INSTRUCTIONS:
(a) In the blog post about the movie Gettysburg, which actor plays Joshua Chamberlain?
(b) From the blog post about the movie Gettysburg, copy word for word the part that opens with the words containing "February 04, 2005" and closes with "depicting genuine events.".

SUPPLIED TEXT:

-- Begin --

February 04, 2005

Speaking of Virginia Secession.....

I popped in my tape of the second half of Gettysburg tonight. I don't believe I've blogged about this movie before, so here are some random observations:

- In many respects, the movie isn't a drama so much as historical tableux. A good many of the scenes are "staged" to the point of woodeness in order to get a general theme across instead of depicting genuine events.

- Casting Jeff Daniels as Joshua Chamberlain was a stroke of genius. I think he gets Chamberlain absolutely bang on. Oddly, the war was the high point of Chamberlain's life. Although he later became governor of Maine and president of Bowdoin, his post-war life was rather listless and unsatisfactory.

- Absurdly enough, I think Longstreet probably was Tom Berenger's finest role.

YIPS from Steve: Heresy! Everyone knows that Berenger's finest role was in one of the great cheezy soft-core prison break movies "Chasers"chasers.jpeg where he played the heroic Chief Petty Officer Rock Reilly. You got to love a movie where the plot can be summarized thusly: "On his last day before retirement, this tough Navy cop has to escort this crazy nympho AWOL sailor to the brig. And Crispin Glover acts really weird." I mean, it's one of Dennis Hopper's finest directorial efforts of early 1994.

Yeah, I can hear you, and you're saying, "Steve, you're nuts: clearly the Sniper Trilogy (Sniper, Sniper 2, and the cleverly titled "Navy SEAL snipers and the Prisoner of Azkaban shoot the Jedis, dude"
sniper.jpeg
is the epitome of the Berrenger oevre." And I'm hearing you, I really am. Except I've got one word for you: Erika Eleniak.

Nekkid.

Okay, that's three words, but you get my drift.

If only we could bring about the long-hoped for cinematic pairing of Tom Berenger and Kurt Russell, I could shuffle off this mortal coil a contented man indeed.

-- End --

DATA EXCERPTS:
-- Begin --

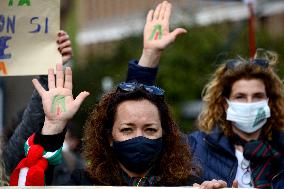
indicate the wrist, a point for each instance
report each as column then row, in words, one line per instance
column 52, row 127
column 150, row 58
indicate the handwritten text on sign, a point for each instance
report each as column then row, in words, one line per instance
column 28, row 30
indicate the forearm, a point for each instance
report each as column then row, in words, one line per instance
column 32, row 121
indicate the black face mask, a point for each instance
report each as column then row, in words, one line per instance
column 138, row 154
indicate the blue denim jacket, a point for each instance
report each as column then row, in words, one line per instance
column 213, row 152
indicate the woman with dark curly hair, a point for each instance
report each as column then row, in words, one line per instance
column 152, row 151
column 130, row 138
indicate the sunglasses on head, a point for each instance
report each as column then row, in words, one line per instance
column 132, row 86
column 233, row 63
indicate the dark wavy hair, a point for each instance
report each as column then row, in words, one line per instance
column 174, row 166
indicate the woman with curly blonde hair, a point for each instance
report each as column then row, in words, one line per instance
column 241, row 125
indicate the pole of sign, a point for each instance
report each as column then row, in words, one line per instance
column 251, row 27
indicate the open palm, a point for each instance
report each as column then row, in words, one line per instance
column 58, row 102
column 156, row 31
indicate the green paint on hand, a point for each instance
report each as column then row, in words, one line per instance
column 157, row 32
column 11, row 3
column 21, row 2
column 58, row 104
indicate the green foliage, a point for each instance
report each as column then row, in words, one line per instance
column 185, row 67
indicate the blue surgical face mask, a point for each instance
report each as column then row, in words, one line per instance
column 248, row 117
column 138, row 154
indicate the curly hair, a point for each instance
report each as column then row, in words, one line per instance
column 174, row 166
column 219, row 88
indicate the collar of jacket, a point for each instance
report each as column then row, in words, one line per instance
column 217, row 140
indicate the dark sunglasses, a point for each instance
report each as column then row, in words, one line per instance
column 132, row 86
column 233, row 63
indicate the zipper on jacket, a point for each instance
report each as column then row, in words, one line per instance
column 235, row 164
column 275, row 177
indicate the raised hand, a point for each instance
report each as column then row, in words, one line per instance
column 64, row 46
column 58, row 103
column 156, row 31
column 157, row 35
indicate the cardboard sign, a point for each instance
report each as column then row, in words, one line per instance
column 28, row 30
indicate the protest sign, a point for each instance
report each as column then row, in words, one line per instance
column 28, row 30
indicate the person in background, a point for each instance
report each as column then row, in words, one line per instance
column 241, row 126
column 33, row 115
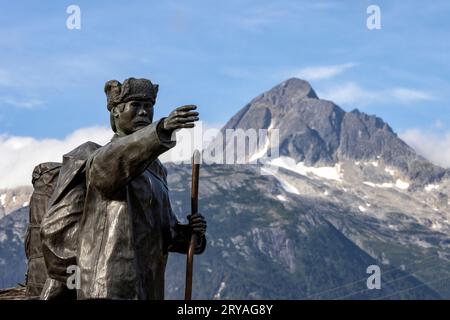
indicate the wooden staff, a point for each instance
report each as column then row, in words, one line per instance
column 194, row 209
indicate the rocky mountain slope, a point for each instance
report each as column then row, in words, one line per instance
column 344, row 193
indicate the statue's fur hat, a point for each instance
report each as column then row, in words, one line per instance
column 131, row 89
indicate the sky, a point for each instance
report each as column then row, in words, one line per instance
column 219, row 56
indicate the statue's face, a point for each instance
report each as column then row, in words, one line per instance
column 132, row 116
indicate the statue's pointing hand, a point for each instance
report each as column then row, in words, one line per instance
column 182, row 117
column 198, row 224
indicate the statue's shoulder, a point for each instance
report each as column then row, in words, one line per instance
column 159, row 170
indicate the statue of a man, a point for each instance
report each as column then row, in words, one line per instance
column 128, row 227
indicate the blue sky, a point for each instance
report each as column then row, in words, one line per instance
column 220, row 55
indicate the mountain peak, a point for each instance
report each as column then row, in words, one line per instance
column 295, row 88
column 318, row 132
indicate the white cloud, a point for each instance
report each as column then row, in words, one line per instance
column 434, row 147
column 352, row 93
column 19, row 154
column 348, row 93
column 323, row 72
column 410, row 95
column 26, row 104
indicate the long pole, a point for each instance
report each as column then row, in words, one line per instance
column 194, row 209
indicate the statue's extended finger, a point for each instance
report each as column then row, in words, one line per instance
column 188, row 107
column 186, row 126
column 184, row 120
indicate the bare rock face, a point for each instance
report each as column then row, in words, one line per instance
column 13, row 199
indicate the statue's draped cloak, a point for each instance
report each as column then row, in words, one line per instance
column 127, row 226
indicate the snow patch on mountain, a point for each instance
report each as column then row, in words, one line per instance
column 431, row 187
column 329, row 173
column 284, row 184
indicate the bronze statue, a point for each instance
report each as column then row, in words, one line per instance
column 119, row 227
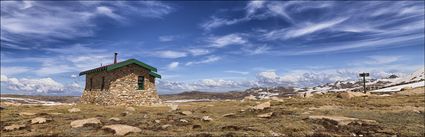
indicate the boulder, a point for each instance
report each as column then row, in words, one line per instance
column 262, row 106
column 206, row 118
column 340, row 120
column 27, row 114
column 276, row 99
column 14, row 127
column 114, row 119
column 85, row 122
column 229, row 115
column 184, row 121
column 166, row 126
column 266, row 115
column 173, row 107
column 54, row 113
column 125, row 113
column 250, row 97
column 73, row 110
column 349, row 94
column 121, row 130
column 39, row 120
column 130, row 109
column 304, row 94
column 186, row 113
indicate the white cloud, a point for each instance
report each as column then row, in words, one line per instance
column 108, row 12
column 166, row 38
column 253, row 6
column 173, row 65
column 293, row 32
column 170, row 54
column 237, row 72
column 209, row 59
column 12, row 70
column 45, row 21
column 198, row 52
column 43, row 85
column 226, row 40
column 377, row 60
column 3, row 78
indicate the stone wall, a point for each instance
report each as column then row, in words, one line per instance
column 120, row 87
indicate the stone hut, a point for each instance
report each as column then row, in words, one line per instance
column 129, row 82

-- End --

ANSWERS TO THE PROBLEMS:
(a) Jeff Daniels

(b)
February 04, 2005

Speaking of Virginia Secession.....

I popped in my tape of the second half of Gettysburg tonight. I don't believe I've blogged about this movie before, so here are some random observations:

- In many respects, the movie isn't a drama so much as historical tableux. A good many of the scenes are "staged" to the point of woodeness in order to get a general theme across instead of depicting genuine events.